Description of the task
The string "form" may appear in lines of the listing. Report each line where it does.

BEGIN Source data

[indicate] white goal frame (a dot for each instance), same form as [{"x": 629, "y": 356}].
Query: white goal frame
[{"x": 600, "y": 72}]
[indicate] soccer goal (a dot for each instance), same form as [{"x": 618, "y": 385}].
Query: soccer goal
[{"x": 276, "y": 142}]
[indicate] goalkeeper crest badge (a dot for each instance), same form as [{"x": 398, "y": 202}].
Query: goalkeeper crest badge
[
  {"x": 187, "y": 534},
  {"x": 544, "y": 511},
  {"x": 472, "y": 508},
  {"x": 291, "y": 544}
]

END Source data

Solution for this task
[indicate] white goal frame (a dot for each instance), same form as [{"x": 629, "y": 356}].
[indicate] soccer goal (a dot for each instance), same form as [{"x": 618, "y": 385}].
[indicate] goalkeeper crest badge (a dot for each instance), same form as [{"x": 398, "y": 202}].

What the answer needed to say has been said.